Что сделать ▸ Перепишите дословно из приведенного ниже отрывка об образе Сары Вудраф участок текста между словами «Она часто использует» и «(Fowles, 2004: 207).», включая оба фрагмента.

Рассматривая образ Сары на вербально-семантическом уровне, мы полагаем, что именно ее речь позволяет нам раскрыть ее личность в полной мере.

Начнем с того, что ее речь достаточно грамотна, также как и речь Чарльза. Она говорит длинными, распространенными предложениями, правильно и красиво выстраивая свои высказывания. Она владеет французским языком, что часто отражается в ее речи.

Она часто использует модальные глаголы, такие как «may», «could», «can», что делает ее речь мягкой, вежливой:

(57) «May I not accompany you? » (Fowles, 2004).

Более того, мы можем говорить о Саре как об эмоциональном человеке, что также отражается в ее речи. Например, рассказывая свою историю, она говорит короткими нераспространенными предложениями. Мы можем судить, что эта тема ей неприятна:

(58) «… He left the next day. There was a ship. He had excuses…I knew he was lying. But I said nothing …» (Fowles, 2004: 207).

Также часто ее речь напоминает поток сознания:

(59) «All I ask is that you meet me once more and I will come here each afternoon. No one will see us…..I felt I had to see you, to speak to you…. I would have come here to ask you? Had not…had not some last remnant of sanity mercifully stopped me at the door…I have no one who can…please…can you not understand? » (Fowles, 2004).

Об этом говорит пунктуация, а также обрывистые фразы, несвязно построенные предложения, многосоюзие.

Автор вводит Сару в произведение, как таинственное мифическое создание. Фаулз пишет:

(60) «…her eyes without sun, bathed in an eternal moonlight…» (Fowels, 2004: 141).

В «Женщине французского лейтенанта» Сара Вудраф предстает как загадочный образ, что подтверждается тем, что автор вводит аллюзии на мифических героев, таких как Сфинкс:

(61) «… I must speak to her … - You must question the Sphinx. - If you care to put it so. - As long as you bear in mind what happened to those who failed to solve the enigma…» (Fowles, 2004, 376);

Также в образе Сары легко угадывается образ Сирены, персонаж мифа об Одиссее. Особенно ярко мы видим схожесть Сары с сиреной через виденье Чарльза:

(62) «…But he stood where he was, as if he had taken root. Perhaps he had too fixed an idea of what a siren looked like and the circumstances in which she appeared long tresses, a chaste alabaster nudity, mermaids tail…» (Fowels, 2004: 140).

Набор данных ▸

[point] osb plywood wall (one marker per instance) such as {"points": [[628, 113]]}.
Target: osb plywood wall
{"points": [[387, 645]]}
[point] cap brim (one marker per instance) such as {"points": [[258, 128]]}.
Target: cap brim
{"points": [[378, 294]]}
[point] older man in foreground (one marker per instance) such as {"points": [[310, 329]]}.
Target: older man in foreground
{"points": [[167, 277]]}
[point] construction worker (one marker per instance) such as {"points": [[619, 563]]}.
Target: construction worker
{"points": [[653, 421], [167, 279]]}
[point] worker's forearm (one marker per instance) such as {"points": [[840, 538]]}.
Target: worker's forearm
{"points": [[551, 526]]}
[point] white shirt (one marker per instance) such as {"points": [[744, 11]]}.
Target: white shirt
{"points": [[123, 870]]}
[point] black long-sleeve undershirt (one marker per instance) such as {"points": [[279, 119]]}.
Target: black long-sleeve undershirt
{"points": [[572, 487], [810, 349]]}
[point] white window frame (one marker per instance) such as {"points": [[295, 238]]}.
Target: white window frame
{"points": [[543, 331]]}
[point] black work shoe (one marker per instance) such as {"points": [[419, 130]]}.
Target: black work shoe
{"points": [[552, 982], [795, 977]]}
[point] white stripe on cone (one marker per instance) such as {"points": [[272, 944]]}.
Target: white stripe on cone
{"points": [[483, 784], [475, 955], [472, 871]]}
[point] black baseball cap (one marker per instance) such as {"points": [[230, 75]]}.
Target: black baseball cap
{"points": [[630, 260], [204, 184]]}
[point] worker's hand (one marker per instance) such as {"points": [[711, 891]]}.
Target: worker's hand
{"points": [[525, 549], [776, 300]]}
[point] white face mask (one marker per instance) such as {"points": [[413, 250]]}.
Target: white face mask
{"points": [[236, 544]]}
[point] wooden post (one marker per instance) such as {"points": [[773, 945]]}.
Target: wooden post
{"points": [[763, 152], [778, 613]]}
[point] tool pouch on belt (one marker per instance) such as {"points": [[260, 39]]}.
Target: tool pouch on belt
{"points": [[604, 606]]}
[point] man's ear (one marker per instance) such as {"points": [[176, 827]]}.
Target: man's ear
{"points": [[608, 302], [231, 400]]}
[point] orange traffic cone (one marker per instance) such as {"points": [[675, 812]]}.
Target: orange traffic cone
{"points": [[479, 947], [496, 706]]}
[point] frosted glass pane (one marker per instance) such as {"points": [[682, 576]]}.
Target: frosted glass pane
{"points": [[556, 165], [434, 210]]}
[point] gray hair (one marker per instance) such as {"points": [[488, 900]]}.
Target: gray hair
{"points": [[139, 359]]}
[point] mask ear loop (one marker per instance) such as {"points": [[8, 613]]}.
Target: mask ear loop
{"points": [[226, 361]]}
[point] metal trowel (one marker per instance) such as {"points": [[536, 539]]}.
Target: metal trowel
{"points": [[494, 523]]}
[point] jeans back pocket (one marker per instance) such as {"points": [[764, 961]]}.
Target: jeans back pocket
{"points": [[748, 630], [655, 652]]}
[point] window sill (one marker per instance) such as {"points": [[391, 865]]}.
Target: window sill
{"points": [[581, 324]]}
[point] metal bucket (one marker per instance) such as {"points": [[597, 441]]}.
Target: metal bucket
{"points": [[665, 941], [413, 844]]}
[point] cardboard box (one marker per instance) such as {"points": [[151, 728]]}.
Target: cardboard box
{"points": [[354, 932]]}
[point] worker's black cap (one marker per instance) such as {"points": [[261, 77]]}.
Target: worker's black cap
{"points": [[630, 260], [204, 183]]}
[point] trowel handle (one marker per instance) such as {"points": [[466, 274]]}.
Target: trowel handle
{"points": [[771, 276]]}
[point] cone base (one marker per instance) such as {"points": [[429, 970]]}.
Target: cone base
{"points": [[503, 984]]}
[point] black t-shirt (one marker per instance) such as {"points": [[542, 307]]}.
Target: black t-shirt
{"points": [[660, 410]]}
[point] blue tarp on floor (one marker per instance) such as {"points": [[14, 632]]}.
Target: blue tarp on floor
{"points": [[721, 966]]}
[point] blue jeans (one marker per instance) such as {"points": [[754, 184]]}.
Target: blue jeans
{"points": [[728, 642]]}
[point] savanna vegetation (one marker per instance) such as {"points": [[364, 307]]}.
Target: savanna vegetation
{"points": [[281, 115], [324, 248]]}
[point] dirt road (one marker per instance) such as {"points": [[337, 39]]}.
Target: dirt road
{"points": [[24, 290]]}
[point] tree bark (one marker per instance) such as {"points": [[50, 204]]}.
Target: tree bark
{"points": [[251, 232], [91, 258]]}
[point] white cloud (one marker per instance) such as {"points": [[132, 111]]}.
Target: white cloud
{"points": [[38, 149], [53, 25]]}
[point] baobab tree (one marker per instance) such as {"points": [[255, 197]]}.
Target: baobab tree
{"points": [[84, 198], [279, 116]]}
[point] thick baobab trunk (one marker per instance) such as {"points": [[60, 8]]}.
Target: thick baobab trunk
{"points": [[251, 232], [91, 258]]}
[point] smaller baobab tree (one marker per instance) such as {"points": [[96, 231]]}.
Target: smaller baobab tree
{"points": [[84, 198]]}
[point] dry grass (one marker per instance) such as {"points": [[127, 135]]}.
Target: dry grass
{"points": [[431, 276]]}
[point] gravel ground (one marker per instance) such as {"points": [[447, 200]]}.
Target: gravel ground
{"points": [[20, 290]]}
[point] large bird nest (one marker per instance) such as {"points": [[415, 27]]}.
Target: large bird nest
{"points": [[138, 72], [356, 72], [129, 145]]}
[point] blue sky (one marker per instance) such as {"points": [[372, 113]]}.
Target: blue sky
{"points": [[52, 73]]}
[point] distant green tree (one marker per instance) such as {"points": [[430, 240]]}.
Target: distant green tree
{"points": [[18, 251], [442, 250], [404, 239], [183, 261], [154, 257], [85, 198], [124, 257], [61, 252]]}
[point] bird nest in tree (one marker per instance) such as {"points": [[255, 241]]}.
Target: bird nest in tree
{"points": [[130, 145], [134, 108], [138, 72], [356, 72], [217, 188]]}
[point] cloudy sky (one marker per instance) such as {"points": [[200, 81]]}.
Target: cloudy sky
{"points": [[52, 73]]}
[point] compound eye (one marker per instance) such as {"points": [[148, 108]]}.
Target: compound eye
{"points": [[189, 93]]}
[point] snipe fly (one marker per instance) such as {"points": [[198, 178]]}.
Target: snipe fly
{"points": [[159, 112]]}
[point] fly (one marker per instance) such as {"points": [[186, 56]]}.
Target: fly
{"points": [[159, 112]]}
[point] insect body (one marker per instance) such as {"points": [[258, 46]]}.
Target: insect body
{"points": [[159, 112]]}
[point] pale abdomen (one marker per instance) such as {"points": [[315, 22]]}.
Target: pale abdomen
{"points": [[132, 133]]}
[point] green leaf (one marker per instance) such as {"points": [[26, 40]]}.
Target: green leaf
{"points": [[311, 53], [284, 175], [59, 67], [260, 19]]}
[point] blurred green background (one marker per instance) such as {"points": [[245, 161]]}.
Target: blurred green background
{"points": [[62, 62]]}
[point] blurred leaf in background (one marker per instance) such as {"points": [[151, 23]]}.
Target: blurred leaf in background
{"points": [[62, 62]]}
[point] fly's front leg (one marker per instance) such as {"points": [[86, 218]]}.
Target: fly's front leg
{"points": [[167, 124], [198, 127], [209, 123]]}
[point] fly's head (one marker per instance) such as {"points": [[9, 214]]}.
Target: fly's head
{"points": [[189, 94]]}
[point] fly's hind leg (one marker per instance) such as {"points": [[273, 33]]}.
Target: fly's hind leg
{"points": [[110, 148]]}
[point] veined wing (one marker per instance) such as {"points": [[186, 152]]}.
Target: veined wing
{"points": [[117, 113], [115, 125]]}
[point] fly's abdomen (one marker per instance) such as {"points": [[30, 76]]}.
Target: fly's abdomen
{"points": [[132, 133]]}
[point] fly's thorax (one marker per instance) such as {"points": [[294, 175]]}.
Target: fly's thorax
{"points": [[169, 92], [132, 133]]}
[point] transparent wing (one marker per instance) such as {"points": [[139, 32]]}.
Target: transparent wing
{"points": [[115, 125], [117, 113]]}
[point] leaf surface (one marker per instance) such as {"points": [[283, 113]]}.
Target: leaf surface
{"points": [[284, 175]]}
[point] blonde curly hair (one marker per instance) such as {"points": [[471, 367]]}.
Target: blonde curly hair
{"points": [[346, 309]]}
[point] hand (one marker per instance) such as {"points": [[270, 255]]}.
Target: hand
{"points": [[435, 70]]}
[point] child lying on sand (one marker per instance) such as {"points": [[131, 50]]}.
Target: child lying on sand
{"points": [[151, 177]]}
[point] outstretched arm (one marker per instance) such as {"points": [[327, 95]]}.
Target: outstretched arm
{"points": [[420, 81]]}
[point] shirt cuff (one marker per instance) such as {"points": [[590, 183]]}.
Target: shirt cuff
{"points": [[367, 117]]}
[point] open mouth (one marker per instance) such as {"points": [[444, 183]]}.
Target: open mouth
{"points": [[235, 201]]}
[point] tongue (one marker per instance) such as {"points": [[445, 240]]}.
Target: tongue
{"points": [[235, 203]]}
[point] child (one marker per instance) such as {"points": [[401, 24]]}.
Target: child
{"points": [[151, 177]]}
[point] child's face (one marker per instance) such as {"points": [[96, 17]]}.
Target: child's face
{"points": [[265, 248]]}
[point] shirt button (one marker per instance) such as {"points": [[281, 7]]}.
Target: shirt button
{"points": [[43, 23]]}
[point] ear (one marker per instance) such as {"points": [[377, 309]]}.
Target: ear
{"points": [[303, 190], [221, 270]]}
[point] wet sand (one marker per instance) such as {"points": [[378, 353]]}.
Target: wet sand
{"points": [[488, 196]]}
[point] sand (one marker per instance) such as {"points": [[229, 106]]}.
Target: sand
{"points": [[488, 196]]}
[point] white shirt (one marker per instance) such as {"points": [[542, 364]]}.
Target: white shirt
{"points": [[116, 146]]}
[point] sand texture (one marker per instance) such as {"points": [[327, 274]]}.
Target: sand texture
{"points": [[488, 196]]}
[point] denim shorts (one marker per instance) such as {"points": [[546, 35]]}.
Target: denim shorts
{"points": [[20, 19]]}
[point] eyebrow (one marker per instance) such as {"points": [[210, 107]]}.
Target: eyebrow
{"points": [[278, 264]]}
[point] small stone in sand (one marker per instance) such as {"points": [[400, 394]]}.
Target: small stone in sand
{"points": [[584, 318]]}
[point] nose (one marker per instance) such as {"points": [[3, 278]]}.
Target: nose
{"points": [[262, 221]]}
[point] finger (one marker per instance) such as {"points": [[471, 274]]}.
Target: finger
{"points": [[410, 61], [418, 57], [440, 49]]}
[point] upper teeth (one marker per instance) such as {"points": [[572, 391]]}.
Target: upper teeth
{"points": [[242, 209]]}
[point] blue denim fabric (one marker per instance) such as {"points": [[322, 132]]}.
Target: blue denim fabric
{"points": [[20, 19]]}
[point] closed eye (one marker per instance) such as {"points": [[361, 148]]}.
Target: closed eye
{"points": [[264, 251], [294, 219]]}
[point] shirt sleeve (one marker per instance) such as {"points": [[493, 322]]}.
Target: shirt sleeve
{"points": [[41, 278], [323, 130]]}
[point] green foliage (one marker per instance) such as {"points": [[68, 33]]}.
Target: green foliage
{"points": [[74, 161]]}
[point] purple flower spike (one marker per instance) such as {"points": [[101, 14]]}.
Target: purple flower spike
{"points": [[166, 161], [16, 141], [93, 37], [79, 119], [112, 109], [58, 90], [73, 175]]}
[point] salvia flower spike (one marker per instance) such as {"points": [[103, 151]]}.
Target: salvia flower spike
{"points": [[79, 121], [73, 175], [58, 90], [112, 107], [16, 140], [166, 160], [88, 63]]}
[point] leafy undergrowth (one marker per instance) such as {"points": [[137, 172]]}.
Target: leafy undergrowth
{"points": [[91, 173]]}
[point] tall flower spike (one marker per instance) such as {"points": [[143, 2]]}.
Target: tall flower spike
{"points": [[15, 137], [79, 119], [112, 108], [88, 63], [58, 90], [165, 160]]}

Готовое задание ▸
Она часто использует модальные глаголы, такие как «may», «could», «can», что делает ее речь мягкой, вежливой:

(57) «May I not accompany you? » (Fowles, 2004).

Более того, мы можем говорить о Саре как об эмоциональном человеке, что также отражается в ее речи. Например, рассказывая свою историю, она говорит короткими нераспространенными предложениями. Мы можем судить, что эта тема ей неприятна:

(58) «… He left the next day. There was a ship. He had excuses…I knew he was lying. But I said nothing …» (Fowles, 2004: 207).